▸ Extract:
Segment Open
Essentially, Bridging is designed to help families solve problems related to those caused by the hospitalization. For example, the Polks used the program to coordinate the many types of therapies Emma required after her surgeries.
The program also provided gas cards to help the Polks with the costs of transporting Emma and visiting her while she was in the hospital. The family also received vouchers for hospital cafeteria food and assistance with making and paying for hotel reservations during their daughter’s hospital stays.
Then, the week before Thanksgiving last year, during one of their many trips to see a doctor in Massachusetts, the family’s Chevy Equinox broke down.
“We started driving home and the car started overheating,” Toni Polk said.
It finally stopped running near Clifton.
A nephew towed them home. Mechanics then gave the Polks the bad news: The car needed a new motor, which came with a $4,700 price tag.
Without a vehicle, they could not bring Emma to her many medical appointments.
Donaher, who was their bridging nurse, told the Polks about the Hope Fund, another CCC partner, which is designed to provide one-time gifts to help families become more self-sufficient.
Segment Closed
▸ Work item: From the excerpt above, list every form of help that the Bridging program gave the Polks.

▸ Record set:
Segment Open
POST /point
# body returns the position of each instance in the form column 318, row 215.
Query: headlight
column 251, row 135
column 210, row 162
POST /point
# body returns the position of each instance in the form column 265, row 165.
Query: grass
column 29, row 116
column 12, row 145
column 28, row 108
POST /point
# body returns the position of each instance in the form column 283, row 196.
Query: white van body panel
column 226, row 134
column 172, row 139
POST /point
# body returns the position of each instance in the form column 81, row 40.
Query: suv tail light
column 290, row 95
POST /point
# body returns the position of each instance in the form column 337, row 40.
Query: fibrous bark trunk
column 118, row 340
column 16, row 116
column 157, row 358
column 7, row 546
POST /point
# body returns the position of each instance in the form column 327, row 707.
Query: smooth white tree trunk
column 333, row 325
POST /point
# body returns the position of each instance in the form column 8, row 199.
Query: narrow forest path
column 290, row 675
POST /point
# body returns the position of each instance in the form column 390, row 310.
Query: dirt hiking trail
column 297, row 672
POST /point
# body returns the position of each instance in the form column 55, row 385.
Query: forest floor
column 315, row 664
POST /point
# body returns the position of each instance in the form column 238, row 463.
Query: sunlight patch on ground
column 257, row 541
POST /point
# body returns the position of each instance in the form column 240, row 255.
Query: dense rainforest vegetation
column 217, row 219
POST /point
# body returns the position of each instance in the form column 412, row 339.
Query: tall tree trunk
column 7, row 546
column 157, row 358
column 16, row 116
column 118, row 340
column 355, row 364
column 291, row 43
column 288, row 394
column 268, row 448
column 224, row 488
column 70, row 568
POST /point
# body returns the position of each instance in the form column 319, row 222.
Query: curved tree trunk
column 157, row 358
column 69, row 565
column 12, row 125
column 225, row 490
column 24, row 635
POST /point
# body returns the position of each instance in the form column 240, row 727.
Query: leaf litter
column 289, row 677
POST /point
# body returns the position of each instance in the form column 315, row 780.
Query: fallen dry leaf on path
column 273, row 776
Segment Closed
▸ Answer for this exercise:
- Coordination of the many types of therapies Emma required after her surgeries
- Gas cards for the costs of transporting Emma and visiting her in the hospital
- Vouchers for hospital cafeteria food
- Help making and paying for hotel reservations during Emma's hospital stays